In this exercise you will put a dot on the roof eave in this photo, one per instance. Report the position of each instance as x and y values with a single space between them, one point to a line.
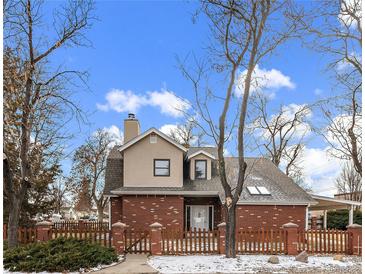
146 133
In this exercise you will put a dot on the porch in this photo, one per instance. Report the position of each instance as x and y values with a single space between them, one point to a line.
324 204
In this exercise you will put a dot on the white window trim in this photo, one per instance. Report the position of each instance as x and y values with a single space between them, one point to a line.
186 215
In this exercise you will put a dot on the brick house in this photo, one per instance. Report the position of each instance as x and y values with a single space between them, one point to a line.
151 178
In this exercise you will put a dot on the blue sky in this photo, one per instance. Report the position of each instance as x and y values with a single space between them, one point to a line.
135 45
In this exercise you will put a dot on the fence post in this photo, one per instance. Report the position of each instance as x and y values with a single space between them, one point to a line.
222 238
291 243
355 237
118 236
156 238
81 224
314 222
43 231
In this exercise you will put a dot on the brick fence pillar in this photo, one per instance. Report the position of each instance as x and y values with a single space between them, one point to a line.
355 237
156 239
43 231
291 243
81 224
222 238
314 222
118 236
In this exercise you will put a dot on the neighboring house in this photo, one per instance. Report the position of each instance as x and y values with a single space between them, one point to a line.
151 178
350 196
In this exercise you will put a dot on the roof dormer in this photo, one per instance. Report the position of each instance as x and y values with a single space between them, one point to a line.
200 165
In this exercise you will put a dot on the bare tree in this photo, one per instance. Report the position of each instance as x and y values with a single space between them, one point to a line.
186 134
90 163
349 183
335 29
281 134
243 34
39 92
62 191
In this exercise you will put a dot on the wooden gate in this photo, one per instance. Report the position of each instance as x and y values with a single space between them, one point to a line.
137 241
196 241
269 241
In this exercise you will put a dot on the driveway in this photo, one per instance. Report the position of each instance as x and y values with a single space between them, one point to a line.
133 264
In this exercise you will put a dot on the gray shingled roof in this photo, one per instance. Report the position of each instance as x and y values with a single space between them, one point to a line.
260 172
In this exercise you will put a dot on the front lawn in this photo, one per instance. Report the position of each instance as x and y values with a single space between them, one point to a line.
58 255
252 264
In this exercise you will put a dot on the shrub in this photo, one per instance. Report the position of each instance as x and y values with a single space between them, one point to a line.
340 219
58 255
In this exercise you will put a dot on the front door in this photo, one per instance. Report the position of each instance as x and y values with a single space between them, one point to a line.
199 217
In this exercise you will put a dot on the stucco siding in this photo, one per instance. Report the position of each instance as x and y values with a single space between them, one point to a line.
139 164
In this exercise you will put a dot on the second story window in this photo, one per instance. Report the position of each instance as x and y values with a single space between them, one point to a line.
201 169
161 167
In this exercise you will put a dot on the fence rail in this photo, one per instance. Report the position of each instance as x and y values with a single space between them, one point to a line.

---

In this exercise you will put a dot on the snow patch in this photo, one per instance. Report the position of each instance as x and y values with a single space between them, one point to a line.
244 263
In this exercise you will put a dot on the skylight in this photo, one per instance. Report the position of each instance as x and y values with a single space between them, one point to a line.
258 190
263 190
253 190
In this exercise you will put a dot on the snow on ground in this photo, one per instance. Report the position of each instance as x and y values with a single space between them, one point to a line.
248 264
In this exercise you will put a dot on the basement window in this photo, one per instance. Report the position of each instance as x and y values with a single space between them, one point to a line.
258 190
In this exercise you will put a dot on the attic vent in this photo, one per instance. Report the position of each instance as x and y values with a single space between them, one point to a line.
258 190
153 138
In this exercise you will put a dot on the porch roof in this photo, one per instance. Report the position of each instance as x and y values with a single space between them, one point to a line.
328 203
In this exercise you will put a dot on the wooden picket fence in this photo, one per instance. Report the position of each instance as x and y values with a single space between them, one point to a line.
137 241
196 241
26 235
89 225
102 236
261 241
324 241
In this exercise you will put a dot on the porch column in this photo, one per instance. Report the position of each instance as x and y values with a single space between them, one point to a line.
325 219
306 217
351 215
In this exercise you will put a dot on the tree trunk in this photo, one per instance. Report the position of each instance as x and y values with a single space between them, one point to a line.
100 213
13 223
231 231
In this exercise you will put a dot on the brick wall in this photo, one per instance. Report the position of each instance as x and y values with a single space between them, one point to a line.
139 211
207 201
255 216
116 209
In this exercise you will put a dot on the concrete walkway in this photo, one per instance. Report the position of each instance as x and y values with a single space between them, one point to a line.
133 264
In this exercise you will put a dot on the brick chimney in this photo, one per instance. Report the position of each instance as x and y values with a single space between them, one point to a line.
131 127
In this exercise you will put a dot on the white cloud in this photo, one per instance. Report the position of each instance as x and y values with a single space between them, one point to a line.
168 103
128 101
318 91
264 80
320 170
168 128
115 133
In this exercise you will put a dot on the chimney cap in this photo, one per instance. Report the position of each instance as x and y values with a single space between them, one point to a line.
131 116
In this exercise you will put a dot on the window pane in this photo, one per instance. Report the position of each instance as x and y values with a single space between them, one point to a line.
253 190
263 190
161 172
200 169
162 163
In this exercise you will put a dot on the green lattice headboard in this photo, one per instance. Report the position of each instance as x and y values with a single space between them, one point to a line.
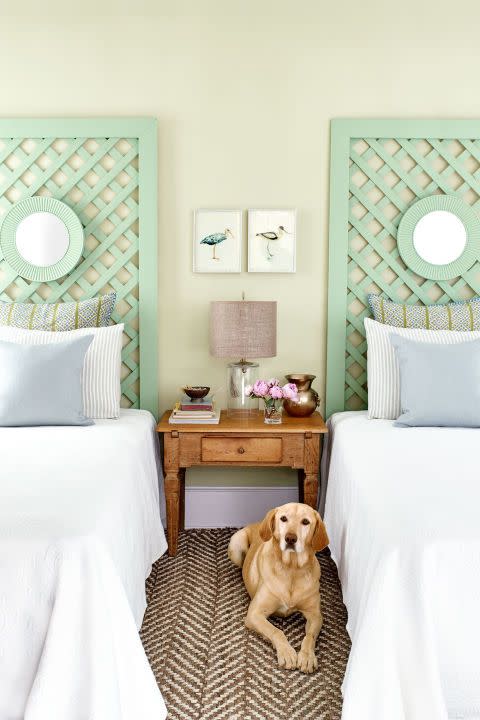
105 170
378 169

==

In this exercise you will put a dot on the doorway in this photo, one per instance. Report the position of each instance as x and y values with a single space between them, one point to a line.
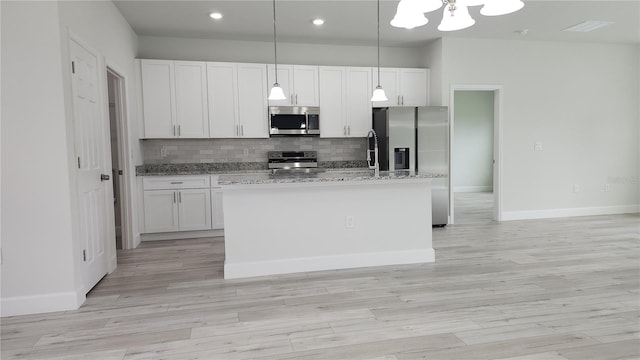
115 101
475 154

▸ WHAT THE TASK REQUIRES: Rewrite the rows from the line with "In this exercise you will put a dot on the stucco" up to and including the line with "the fence rail", putting "vinyl siding" in place of "stucco siding" and leaving everything else untouched. Give only those lines.

▸ SOLVED EXERCISE:
In this exercise you will put a dot on the vinyl siding in this photo, one per instance. Report the position of each instance as x and y values with a single space between them, one point to a line.
139 164
In this exercise you will put a dot on the second story window in this photo, one per instance. Report the position of each instance as x and y values with a single space between them, one point to a line.
201 169
161 167
In this exercise you will put a dot on the fence rail in this photo, one per instance. Report the position of each instance as x and y values with a single space between them, one point to a line.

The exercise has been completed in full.